Let us start with the moderate, who is the fixation of nearly every politician who hopes to take office.  When we envision our two-party system, we imagine our microeconomics lesson on two competing hot-dog stands: if there are two hot-dog stands on a street, logic would say the best placement would be such that the two stands broke the street up into 3 equal parts.  To increase Stand A’s business in this situation, one would suggest moving closer to the middle of the street—customers who were once in the middle now find themselves closer to Stand A, while those on the edge of the street are unaffected. For an example of this kind of thinking in politics, simply look for anyone begging the Democratic Party to abandon things like Medicare for All or free college tuition in order to “appeal to the moderate.”

The problem with this opinion is that it fundamentally misunderstands how American politics work.  If we go back to the hot-dog stands, what happens in the long run if the best idea to increase business is to stay close to the center?  The answer is that we are eventually left with two stands directly next to each other—a smart reaction in the short term turns into a long-term equilibrium where very few people are happy with the inefficient placement of the stands.  Next, who’s to say that the location of the people has to be fixed? The first question ties in deeply to Clinton’s 2016 campaign; an obsession with being near the center leaves voters near the edges unhappy, and they end up staying home or voting for Jill Stein.  The answer to the second explains the importance of figures like Bernie Sanders and AOC; bold ideas, attractive messaging, and genuine desire for change has the Democratic Party promised for success in 2020 and beyond.

■ **COMPLETE THE FOLLOWING**:
1/ Does each statement below agree with the passage about moderate voters? Answer yes or no for each, quoting the words of the passage that decide it.
(a) In the hot-dog example, when Stand A moves toward the middle, customers at the edge of the street are not affected.
(b) In the long run, staying close to the center leaves most people happy with where the stands are placed.
(c) Voters near the edges who were unhappy with Clinton's 2016 campaign stayed home or voted for Jill Stein.
2/ Can you carry the passage about moderate voters forward from the point where it stops?
The data that comes next is separate material, unrelated to the passage about moderate voters.

■ **INFORMATION SHOWN**:
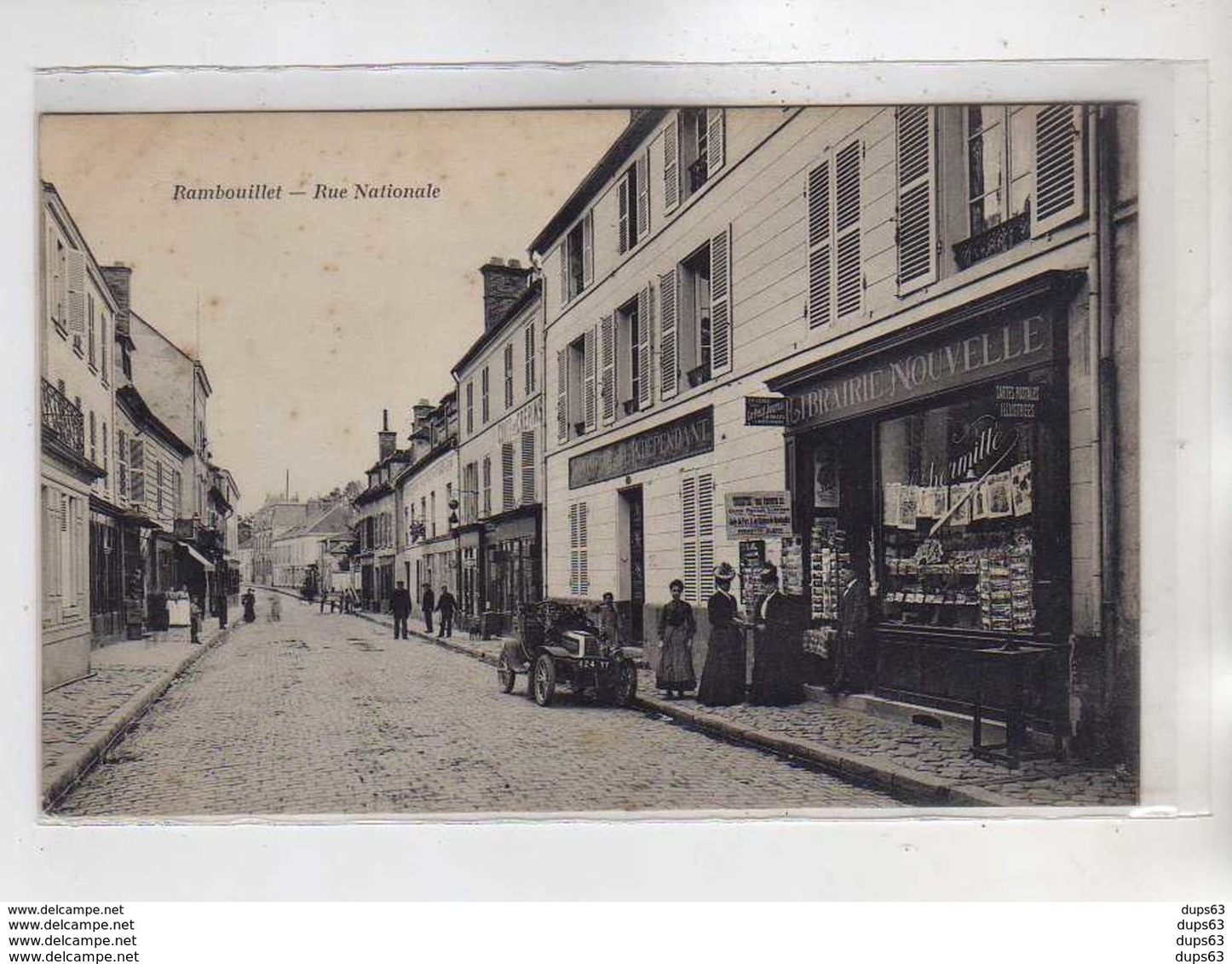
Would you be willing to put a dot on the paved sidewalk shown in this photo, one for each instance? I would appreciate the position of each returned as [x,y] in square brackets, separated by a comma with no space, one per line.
[84,718]
[842,735]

■ **RESPONSES TO THE EXERCISE**:
1/
(a) Yes: "while those on the edge of the street are unaffected"
(b) No: "a long-term equilibrium where very few people are happy with the inefficient placement of the stands"
(c) Yes: "they end up staying home or voting for Jill Stein"

2/
The best articulation of this is the Overton Window, a theory whose named was coined in the late 20th century by Joesph P. Overton, which explains just how vital the “New Left” wing of the Democratic Party is.  The theory goes that the mainstream discourse exists in a certain window, with its center being the “moderate” take, and its edges the farthest one can go without appearing extreme (and being dismissed).  Just 3 years ago, college tuition and Medicare for All fell outside this window and would have been disqualifying in a presidential candidate. The interesting thing about the Overton Window is that it is not a fixed box in space, immovable and restrictive; it is a fluid area that can be expanded, contracted, and pulled in either direction.

Bernie Sanders, through his grassroots campaign and social-media-friendly advertising, moved the Overton Window, putting M4A and other “socialist” policies on America’s radar.  In New York, AOC proved that such ideas were not simply possibilities, they were winning policy goals, as she upset a 10-year incumbent en route to becoming the youngest female ever elected to Congress.  As she leads the progressive charge, Republicans are taking notice, as many on the campaign trail made sure to tell voters they would protect their public health care. The point is not to say that the next president will pass Medicare for All or that a stronger Republican Party will not find answers to a growing swell of progressive support, but the lesson is this: too long have Democrats wholly misunderstood the game they are playing, as bold ideas populate the left, they do not weaken Democrats, they pull voters with them, making a stronger party for years to come.